[PROVIDED RECORDS]:
* BEGIN *

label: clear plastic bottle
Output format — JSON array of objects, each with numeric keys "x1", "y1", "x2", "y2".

* END *
* BEGIN *

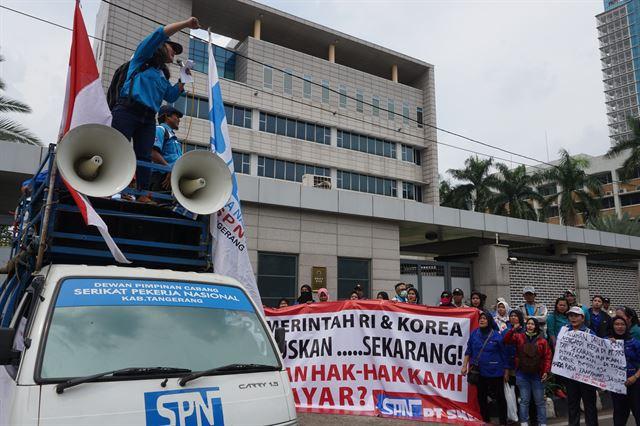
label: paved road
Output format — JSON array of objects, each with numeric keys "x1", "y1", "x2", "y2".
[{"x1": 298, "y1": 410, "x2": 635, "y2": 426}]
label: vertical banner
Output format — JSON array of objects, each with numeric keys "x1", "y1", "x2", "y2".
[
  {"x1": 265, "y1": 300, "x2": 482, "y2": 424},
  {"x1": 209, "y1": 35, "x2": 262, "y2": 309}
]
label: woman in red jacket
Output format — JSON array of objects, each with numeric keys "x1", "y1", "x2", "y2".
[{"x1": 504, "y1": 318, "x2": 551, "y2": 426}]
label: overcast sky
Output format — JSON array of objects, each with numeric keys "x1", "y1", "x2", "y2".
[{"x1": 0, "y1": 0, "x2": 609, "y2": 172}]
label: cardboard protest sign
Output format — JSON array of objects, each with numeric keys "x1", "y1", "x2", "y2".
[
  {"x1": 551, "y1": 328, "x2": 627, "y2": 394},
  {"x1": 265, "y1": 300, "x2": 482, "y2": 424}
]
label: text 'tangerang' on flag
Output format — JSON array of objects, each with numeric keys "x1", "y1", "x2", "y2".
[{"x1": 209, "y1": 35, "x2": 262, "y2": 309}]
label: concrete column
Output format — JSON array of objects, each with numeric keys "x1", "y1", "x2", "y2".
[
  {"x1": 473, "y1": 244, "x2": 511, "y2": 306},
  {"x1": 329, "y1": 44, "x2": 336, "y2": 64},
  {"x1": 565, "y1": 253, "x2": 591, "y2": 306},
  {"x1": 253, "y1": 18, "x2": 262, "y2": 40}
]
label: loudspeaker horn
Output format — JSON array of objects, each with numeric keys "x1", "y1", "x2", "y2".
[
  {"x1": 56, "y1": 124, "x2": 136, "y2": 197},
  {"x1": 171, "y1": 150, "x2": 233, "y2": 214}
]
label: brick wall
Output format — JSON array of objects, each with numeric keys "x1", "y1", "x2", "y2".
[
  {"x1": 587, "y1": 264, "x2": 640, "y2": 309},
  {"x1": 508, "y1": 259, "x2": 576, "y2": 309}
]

* END *

[GOAL OF THE EXERCISE]:
Return every line above that contains the string "label", copying each one in full.

[OUTPUT FOR THIS EXERCISE]:
label: clear plastic bottle
label: paved road
label: vertical banner
label: woman in red jacket
label: overcast sky
label: cardboard protest sign
label: text 'tangerang' on flag
label: concrete column
label: loudspeaker horn
label: brick wall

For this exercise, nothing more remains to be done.